--- What is expected ---
A faithful transcript of all the lines below, with no pictures, is the goal here.

[[ Data to examine, beginning ]]

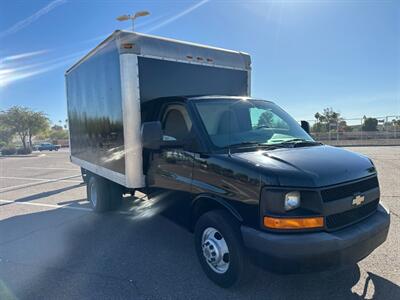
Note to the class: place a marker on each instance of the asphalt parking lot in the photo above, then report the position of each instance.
(53, 247)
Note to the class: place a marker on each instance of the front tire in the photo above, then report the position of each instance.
(220, 249)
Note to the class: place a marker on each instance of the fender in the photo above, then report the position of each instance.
(217, 200)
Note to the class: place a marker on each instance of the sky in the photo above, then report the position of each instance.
(306, 55)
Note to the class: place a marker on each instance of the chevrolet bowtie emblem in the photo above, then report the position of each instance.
(357, 200)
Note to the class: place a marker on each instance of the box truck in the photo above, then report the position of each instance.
(154, 114)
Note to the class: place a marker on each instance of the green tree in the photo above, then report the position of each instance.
(38, 124)
(25, 123)
(370, 124)
(325, 119)
(16, 119)
(6, 134)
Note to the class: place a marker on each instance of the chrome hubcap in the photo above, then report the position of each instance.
(93, 194)
(215, 250)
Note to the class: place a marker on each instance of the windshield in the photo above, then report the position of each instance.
(241, 121)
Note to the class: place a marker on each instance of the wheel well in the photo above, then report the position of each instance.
(203, 205)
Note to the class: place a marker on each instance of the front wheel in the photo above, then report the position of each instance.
(219, 248)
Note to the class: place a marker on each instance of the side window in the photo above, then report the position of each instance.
(176, 123)
(266, 118)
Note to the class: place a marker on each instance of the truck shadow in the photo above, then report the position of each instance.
(142, 255)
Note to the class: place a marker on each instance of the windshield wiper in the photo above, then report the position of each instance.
(298, 141)
(249, 144)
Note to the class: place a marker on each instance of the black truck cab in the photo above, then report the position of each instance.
(252, 183)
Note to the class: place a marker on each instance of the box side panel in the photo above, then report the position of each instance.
(95, 112)
(132, 123)
(163, 78)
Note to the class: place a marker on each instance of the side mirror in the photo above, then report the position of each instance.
(306, 126)
(151, 135)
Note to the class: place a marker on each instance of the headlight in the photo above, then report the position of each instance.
(292, 200)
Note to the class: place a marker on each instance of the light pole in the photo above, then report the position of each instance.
(133, 17)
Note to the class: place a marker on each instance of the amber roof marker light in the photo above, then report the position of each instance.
(133, 17)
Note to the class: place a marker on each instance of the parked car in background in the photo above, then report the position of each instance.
(48, 146)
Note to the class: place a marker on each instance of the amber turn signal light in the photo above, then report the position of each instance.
(293, 223)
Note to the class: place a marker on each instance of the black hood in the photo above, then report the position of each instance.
(314, 166)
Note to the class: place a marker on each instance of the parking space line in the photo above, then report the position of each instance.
(40, 168)
(63, 179)
(47, 205)
(37, 179)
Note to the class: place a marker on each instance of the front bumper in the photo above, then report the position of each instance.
(307, 252)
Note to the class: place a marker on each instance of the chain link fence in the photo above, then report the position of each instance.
(355, 132)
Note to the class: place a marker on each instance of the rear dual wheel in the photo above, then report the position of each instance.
(104, 195)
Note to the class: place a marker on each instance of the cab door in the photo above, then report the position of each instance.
(171, 168)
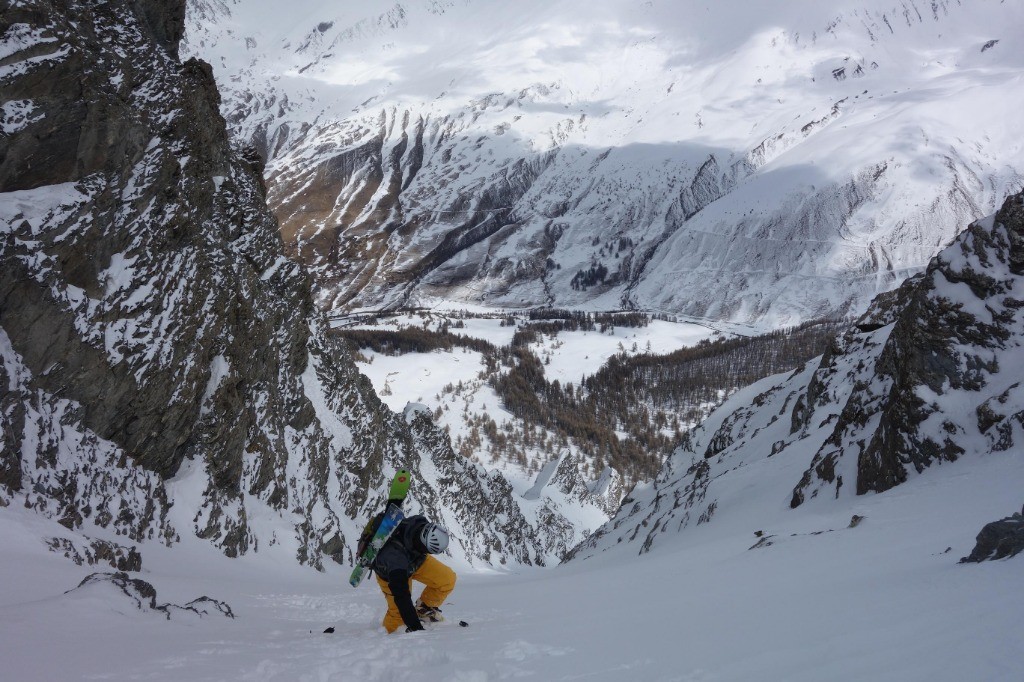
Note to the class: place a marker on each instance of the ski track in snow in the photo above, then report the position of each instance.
(883, 601)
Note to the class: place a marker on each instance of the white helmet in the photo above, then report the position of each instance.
(434, 538)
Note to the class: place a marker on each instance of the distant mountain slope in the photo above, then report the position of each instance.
(723, 160)
(165, 373)
(931, 375)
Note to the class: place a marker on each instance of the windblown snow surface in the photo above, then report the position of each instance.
(883, 601)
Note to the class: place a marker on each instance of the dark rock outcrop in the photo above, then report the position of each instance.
(158, 348)
(948, 329)
(121, 587)
(998, 540)
(929, 375)
(91, 552)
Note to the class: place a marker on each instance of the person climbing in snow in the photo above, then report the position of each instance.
(408, 556)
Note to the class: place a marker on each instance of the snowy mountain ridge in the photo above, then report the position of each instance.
(929, 376)
(165, 376)
(768, 164)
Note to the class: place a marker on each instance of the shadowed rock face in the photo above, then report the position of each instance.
(949, 328)
(929, 375)
(998, 540)
(152, 329)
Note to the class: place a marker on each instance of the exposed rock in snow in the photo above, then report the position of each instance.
(998, 540)
(165, 373)
(928, 376)
(718, 160)
(89, 551)
(114, 590)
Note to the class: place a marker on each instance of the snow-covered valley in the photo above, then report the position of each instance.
(774, 162)
(189, 448)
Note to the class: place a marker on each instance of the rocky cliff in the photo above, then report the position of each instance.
(930, 375)
(165, 373)
(765, 164)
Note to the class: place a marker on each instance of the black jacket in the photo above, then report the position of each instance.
(398, 559)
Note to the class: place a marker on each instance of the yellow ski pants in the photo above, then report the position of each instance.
(439, 581)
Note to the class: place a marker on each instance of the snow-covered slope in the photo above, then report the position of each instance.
(164, 373)
(930, 376)
(741, 162)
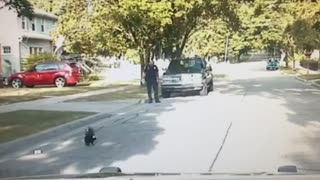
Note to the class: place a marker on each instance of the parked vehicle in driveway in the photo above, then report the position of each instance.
(59, 74)
(187, 75)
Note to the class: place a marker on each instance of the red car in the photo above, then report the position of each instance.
(57, 73)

[[ Data to examine, end ]]

--- Answer section ---
Note to the class: place a marker on each instance of the asphalt parking lot in the photo above, then report the position of each instance.
(53, 247)
Note to the class: place a marker on each instance of the front tire in the photo above, then report the position of each instance.
(220, 249)
Note to the class: place a marker on each instance of the fender in the photo above, then report the position of each instance.
(217, 200)
Note to the class: place a marker on each instance of the sky in the photo above, then report the position of each instance.
(306, 55)
Note to the class: place a marker on each instance of the chevrolet bowtie emblem in the photo above, then report the position of each instance.
(357, 200)
Note to the class: place a marker on each instance of the box truck in the photo above, then report the position of each instance.
(154, 114)
Note to the class: place a marker on each instance of the green tree in the photo above, then report the position of each instance.
(38, 124)
(25, 123)
(370, 124)
(325, 119)
(16, 119)
(6, 134)
Note to the class: place a marker on each instance of the chrome hubcap in the photo above, then report the position of each instance.
(93, 194)
(215, 250)
Note to the class: place a marker on each instance of the windshield in the photo above, then report the position of each instance.
(241, 121)
Note to the class: place a marker on each instance of the wheel well in the photo above, then report the position of each instance.
(203, 205)
Note to the class: place a marker on each instance of the front wheel in the photo above, then report the position of each instance.
(219, 248)
Note to the class: place a marker on each instance of the side window in the photo above, then report the position of each instance.
(176, 123)
(266, 118)
Note to the class: place a marker on each instance of the truck shadow in the photo above, then report the position of each instance.
(142, 255)
Note to the class: place a marker on each instance of the windshield wiper in the photo above, then report the position of each instance.
(298, 141)
(249, 144)
Note to the class: place a marker on each instance of the black truck cab in the photo above, then report the position of each instance.
(252, 183)
Note to the class: place a marker on each instance of the box side panel in the photo above, then report the position of each instance.
(95, 112)
(132, 123)
(163, 78)
Note to the class: place a marker on each instance of the side mirror in the photo above, then report the position of each instance.
(306, 126)
(151, 135)
Note to the class: place a marker on each instance of the headlight in the photo above, then report the position of each instance.
(292, 200)
Note to the class: place a marker on each instance of the light pole in the photo above, then report the position of each instance.
(133, 17)
Note to the class: place a marker on each instance of the amber roof marker light in the photo above, then report the position of each instance.
(133, 17)
Note to the class: place a marker on each instance of the parked car in background in the photo above, then report the position of each instance.
(48, 146)
Note to the class: place a marker on each instance of the amber turn signal light in the photo above, then report the position of each instance.
(293, 223)
Note to the class: place a marker on each instance of the black hood in the photo above, then report the position of each instance.
(314, 166)
Note to the class: place a marker on each instance of the parking space line in the photo above, then report the position of each instance.
(40, 168)
(63, 179)
(47, 205)
(37, 179)
Note to the class: place a marker on each instance of the front bumper in the photo above, then report the position of each instance.
(307, 252)
Note to the class: place a marker on each instance of the chain link fence in the photo above, then report the position of each instance.
(355, 132)
Note to the class: place a marker on each instance of the rear dual wheel in the photo above, then report the position of each instance.
(104, 195)
Note to the class: place a marker on each instance of the cab door in the photo above, then report the position of each instance.
(171, 168)
Note to the class: place a marker on each instance of the ski track in snow in the photo above, then report the position of each instance.
(883, 601)
Note to the class: place a marker on each instance of the white helmet in the photo above, then report the position of each instance.
(434, 538)
Note to the class: place a marker on each instance of the distant mountain slope in the photo above, then report the position of each instance.
(723, 160)
(165, 373)
(931, 375)
Note to the class: place a marker on each instance of the windblown snow surface in the photo above, then report the position of each instance.
(883, 601)
Note to the class: place a marker on each instance of the dark rock outcrop in the photo above, then report the position of each instance.
(158, 348)
(948, 329)
(121, 587)
(998, 540)
(929, 375)
(91, 552)
Note to the class: place a marker on each instance of the person climbing in snow in the photo above, then report the position of each instance.
(408, 556)
Note to the class: place a marker on each instance of the snowy mountain ridge in the photo above, then report the position of each instance.
(929, 376)
(165, 376)
(768, 164)
Note to the class: place a marker on each instance of the shadowed rock face in the photo above, then report the position of each instance.
(949, 328)
(929, 375)
(998, 540)
(152, 329)
Note to the class: place a marker on each instance of the exposed rock in snow in the photo above, then report the position of each instance.
(998, 540)
(165, 373)
(928, 376)
(718, 160)
(89, 551)
(114, 590)
Note to the class: place a marker on each instance of the snow-covered valley in the photo above, then report the position of each instance.
(774, 162)
(189, 448)
Note to the class: place a marker on each instance of the rocky cliff in the photo above, then report the position of each instance.
(930, 375)
(165, 373)
(765, 164)
Note to the class: place a marker on each instance of the black jacket in the photo above, then report the position of each instance.
(398, 559)
Note to the class: place a marker on each instance of the yellow ski pants in the photo above, then report the position of each instance.
(439, 581)
Note to the class: place a marker on each instance of the snow-covered slope in the photo above, then report the position of each instance.
(164, 373)
(930, 376)
(741, 162)
Note to the class: place a marker on each instance of the parked vehicle in driveway in the photo above, then report the position of each instance.
(59, 74)
(187, 75)
Note to the class: place a marker on each instance of the red car in the photo above, then report the position of each instance.
(57, 73)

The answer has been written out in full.